Transcribe every one of the rows below line for line, without altering any character, and omit the pictures from your transcription.

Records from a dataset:
■ ■ ■ ■ ■
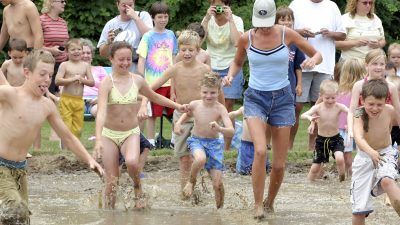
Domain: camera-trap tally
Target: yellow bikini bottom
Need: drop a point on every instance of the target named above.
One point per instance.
(119, 137)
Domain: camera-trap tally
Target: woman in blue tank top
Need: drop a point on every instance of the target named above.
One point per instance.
(269, 101)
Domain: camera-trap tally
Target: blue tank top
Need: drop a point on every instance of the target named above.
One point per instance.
(268, 68)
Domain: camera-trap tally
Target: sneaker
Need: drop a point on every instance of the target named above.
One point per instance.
(92, 138)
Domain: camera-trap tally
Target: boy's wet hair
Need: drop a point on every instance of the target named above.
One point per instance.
(282, 12)
(211, 80)
(189, 37)
(88, 43)
(73, 41)
(198, 28)
(18, 45)
(330, 86)
(352, 70)
(390, 66)
(378, 89)
(116, 45)
(226, 2)
(33, 58)
(374, 55)
(158, 8)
■ ■ ■ ■ ■
■ ANSWER TO THE PROBLEM ■
Domain: camera-trap tally
Target: yellow bikini bottom
Need: drop a point on every instance of the target named above.
One point per instance.
(119, 137)
Domain: camera-trap tally
Target: woman in blue tank top
Need: drop a point on every instance of the target named above.
One point per instance.
(269, 101)
Domain: camera-trap tally
Target: blue tank top
Need: drop a point on every instance of the target named above.
One point per instance.
(268, 68)
Domain: camera-trap tally
Target: sneaker
Need: drop a point on every instance of the target named above.
One point per instance.
(92, 138)
Domain: camera-trap tally
Target: boy's wet hair
Need: drop a point on every instance of the target named above.
One point per instance.
(282, 12)
(211, 80)
(189, 37)
(88, 43)
(73, 41)
(198, 28)
(18, 45)
(330, 86)
(352, 70)
(390, 66)
(378, 89)
(116, 45)
(226, 2)
(33, 58)
(374, 55)
(158, 8)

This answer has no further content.